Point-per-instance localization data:
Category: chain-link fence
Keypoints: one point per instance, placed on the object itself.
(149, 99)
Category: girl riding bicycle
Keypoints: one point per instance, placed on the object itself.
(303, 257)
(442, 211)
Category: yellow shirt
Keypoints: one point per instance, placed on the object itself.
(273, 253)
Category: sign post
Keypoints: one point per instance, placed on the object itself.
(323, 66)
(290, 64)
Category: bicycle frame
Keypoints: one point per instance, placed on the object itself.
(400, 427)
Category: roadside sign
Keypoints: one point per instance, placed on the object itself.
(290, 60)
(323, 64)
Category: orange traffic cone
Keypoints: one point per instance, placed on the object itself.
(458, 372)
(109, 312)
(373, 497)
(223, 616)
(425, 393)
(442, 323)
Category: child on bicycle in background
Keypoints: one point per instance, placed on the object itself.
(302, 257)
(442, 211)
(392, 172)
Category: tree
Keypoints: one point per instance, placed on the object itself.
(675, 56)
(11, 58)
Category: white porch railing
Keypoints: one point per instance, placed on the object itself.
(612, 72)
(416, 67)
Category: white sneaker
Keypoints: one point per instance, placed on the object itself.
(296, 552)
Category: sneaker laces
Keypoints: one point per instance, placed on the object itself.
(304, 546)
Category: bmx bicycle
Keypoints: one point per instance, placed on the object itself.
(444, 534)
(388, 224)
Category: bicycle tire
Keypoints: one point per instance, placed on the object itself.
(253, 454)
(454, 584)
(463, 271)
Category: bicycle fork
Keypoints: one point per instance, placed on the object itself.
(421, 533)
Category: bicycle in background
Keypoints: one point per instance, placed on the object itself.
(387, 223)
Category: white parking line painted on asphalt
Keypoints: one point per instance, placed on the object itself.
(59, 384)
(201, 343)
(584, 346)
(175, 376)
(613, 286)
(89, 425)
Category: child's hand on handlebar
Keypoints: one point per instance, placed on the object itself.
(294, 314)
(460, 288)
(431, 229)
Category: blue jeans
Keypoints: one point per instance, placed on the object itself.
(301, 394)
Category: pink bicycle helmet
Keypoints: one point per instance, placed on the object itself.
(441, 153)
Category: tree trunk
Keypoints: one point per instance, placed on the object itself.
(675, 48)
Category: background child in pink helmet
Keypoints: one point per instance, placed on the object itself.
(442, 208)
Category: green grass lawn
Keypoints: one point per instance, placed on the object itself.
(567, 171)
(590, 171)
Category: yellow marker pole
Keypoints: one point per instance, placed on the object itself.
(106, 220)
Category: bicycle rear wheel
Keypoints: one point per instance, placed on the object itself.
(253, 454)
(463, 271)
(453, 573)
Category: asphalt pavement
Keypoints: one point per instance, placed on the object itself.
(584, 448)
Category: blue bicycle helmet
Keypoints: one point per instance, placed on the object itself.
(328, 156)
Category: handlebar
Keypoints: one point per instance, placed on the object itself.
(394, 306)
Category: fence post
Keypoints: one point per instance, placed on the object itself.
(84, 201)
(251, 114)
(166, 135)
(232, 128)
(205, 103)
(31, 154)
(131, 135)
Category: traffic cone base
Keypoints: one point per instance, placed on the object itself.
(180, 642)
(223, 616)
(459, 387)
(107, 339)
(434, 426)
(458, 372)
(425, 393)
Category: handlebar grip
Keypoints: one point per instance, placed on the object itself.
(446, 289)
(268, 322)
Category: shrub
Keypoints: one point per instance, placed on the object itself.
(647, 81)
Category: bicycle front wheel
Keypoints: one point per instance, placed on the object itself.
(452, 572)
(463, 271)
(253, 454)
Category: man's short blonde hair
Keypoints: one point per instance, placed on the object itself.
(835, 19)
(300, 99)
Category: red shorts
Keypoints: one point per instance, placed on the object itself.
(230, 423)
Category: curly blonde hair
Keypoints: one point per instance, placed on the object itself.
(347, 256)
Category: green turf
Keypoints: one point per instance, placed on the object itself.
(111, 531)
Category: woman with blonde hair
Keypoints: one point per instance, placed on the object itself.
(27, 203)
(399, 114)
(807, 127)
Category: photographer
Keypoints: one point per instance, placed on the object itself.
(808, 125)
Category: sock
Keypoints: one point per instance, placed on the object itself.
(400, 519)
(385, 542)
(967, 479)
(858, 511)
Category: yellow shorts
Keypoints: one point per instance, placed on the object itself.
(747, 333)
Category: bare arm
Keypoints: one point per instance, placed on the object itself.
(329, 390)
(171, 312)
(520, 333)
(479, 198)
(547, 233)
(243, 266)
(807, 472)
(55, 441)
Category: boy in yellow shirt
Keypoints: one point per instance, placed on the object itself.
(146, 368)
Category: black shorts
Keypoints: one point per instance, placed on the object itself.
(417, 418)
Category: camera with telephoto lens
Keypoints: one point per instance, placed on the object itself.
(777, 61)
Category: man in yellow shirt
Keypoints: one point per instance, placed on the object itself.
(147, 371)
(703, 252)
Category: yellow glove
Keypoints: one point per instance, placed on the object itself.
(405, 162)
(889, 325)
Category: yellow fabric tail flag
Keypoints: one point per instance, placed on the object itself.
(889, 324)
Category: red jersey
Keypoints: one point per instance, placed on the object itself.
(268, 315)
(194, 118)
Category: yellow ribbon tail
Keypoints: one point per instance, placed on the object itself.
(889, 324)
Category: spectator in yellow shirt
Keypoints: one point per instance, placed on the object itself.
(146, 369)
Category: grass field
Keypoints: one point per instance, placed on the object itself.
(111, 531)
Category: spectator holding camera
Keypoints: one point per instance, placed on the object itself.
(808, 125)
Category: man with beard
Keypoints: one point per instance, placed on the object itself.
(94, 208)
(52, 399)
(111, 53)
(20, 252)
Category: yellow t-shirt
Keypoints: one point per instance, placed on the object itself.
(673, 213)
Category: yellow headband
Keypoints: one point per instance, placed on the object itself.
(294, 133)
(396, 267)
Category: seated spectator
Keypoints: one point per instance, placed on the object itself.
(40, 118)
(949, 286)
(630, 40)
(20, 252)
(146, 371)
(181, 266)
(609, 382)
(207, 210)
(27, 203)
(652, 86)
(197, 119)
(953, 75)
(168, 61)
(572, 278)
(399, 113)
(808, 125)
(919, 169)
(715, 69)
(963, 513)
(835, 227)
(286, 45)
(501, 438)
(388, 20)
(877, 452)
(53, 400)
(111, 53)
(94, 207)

WHAT IS EXPECTED -
All the data needs repeating. Return it exactly.

ANSWER TO THE EXERCISE -
Category: chain-link fence
Keypoints: one point per instance, placed on the object itself.
(149, 99)
Category: girl riding bicycle
Keypoints: one point per instance, placed on the object itself.
(303, 257)
(442, 211)
Category: yellow shirt
Keypoints: one point per instance, placed on the object itself.
(273, 253)
Category: sign post
Keypoints: one point per instance, placed on the object itself.
(323, 66)
(290, 64)
Category: bicycle frame
Keypoints: one point per instance, placed on the object itself.
(400, 427)
Category: roadside sign
Keypoints: one point per instance, placed on the object itself.
(290, 60)
(323, 64)
Category: orange traffic cone
Keypoints: one point per instance, placed on the object itself.
(458, 372)
(109, 312)
(373, 497)
(223, 616)
(425, 393)
(442, 323)
Category: child on bicycle in background
Keypoints: one point per instance, placed on the object itself.
(302, 257)
(442, 211)
(392, 172)
Category: tree
Keypoints: one point per instance, placed on the object itself.
(675, 56)
(11, 58)
Category: white porch railing
Keypoints: one point per instance, placed on the object itself.
(612, 72)
(416, 67)
Category: white sneaker
Keypoints: one point per instance, placed on the object itself.
(296, 552)
Category: sneaker laces
Keypoints: one point per instance, placed on the object itself.
(304, 546)
Category: bmx bicycle
Keypoints: one point per instance, placed on the object itself.
(444, 534)
(388, 224)
Category: bicycle tire
Keypoints: one point per instance, placed on the object itself.
(253, 454)
(454, 584)
(463, 271)
Category: bicycle fork
Keypoints: one point per instance, placed on the object itself.
(421, 533)
Category: bicycle in background
Keypoints: one point per instance, placed on the object itself.
(387, 223)
Category: white parking line painted on asphalt
Keypoints: one point per instance, placed on the object itself.
(59, 384)
(201, 343)
(584, 346)
(175, 376)
(613, 286)
(89, 425)
Category: child's hand on handlebar
Keypoints: one point per instance, placed on the object itself.
(294, 314)
(460, 288)
(431, 229)
Category: blue jeans
Keypoints: one point per instance, placed on the object itself.
(301, 394)
Category: pink bicycle helmet
Keypoints: one point per instance, placed on the object itself.
(441, 153)
Category: tree trunk
Keypoints: one point per instance, placed on the object itself.
(675, 48)
Category: background child in pink helmet
Keypoints: one point per instance, placed on the object itself.
(442, 208)
Category: green grass lawn
Keypoints: one point per instance, placed on the object itself.
(567, 171)
(590, 171)
Category: yellow marker pole
Keypoints: one point per instance, placed on the object itself.
(106, 220)
Category: bicycle rear wheel
Keypoints: one point per instance, placed on the object itself.
(253, 454)
(463, 271)
(453, 573)
Category: asphalt pavement
Keypoints: one point per instance, placed on the object itself.
(584, 448)
Category: blue bicycle helmet
Keypoints: one point per instance, placed on the object itself.
(328, 156)
Category: handlebar
Keypoints: one point per instance, placed on the object itself.
(394, 306)
Category: fence post
Keypoints: one point per instance, placed on the object itself.
(84, 201)
(251, 114)
(166, 135)
(232, 128)
(205, 103)
(31, 154)
(131, 135)
Category: traffic cone base
Keypoints: one point per instance, placed on the object itself.
(180, 642)
(223, 616)
(459, 387)
(107, 339)
(434, 426)
(458, 372)
(425, 393)
Category: handlebar grip
Keypoints: one point per instance, placed on the object itself.
(446, 289)
(268, 322)
Category: shrub
Keypoints: one point per instance, placed on the object itself.
(647, 81)
Category: bicycle front wheel
Keypoints: one point per instance, placed on the object itself.
(452, 572)
(463, 271)
(253, 454)
Category: man's short blonde hair
Keypoints: one point per instance, placed on the object itself.
(835, 19)
(300, 99)
Category: red shorts
Keypoints: one point per instance, placed on the object itself.
(230, 423)
Category: curly blonde hair
Keypoints: one point per instance, placed on the object itself.
(347, 256)
Category: green turf
Keypoints: one point per instance, placed on the object itself.
(111, 531)
Category: woman with blonde hair
Keypoints: one point per instance, placed on the object itself.
(27, 203)
(399, 114)
(807, 127)
Category: photographer
Keypoints: one point per instance, placed on the object itself.
(808, 125)
Category: sock
Keypoints: one point per instance, placed on the object itself.
(400, 519)
(385, 542)
(967, 479)
(858, 511)
Category: yellow shorts
Keypoints: one point per instance, placed on the object itself.
(747, 333)
Category: bare arm
Keypoints: one point per instance, placed on the object itself.
(329, 390)
(171, 312)
(520, 333)
(479, 198)
(547, 233)
(243, 266)
(807, 472)
(55, 441)
Category: boy in yellow shirt
Keypoints: one point per instance, placed on the object itself.
(146, 368)
Category: black shorts
Keypoints: one point per instance, placed on the object itself.
(417, 418)
Category: camera with telephoto lens
Keypoints: one point per instance, placed on the object itself.
(777, 61)
Category: man in yellow shirt
Keypoints: one point per instance, placed on the object itself.
(147, 371)
(703, 252)
Category: yellow glove
Keypoints: one point per instance, placed on the object itself.
(405, 162)
(889, 325)
Category: yellow fabric tail flag
Keypoints: one point per instance, placed on the object itself.
(889, 324)
Category: red jersey
Keypoints: one point per instance, placed on the object itself.
(268, 315)
(194, 118)
Category: yellow ribbon tail
Keypoints: one point per instance, placed on the object itself.
(889, 324)
Category: spectator in yellow shirt
Keypoints: one point per instance, placed on the object itself.
(146, 369)
Category: grass field
Keypoints: one point per instance, placed on the object itself.
(111, 531)
Category: spectator holding camera
Keypoints: one point per instance, placed on the object itself.
(808, 125)
Category: man with beard
Keypoints: one point per instance, placed on the object itself.
(94, 208)
(52, 399)
(111, 53)
(20, 252)
Category: yellow t-shirt
Keypoints: one point per instance, placed on the object itself.
(673, 213)
Category: yellow headband
Keypoints: one point per instance, placed on the object itself.
(294, 133)
(396, 267)
Category: seated spectator
Keypoints: one point per instance, placed on the object itself.
(40, 118)
(949, 286)
(630, 40)
(20, 252)
(146, 371)
(181, 266)
(609, 382)
(207, 210)
(27, 203)
(652, 86)
(197, 119)
(953, 75)
(168, 61)
(572, 278)
(399, 113)
(808, 125)
(919, 169)
(715, 69)
(963, 513)
(835, 227)
(286, 45)
(501, 438)
(388, 20)
(877, 452)
(53, 400)
(111, 53)
(94, 207)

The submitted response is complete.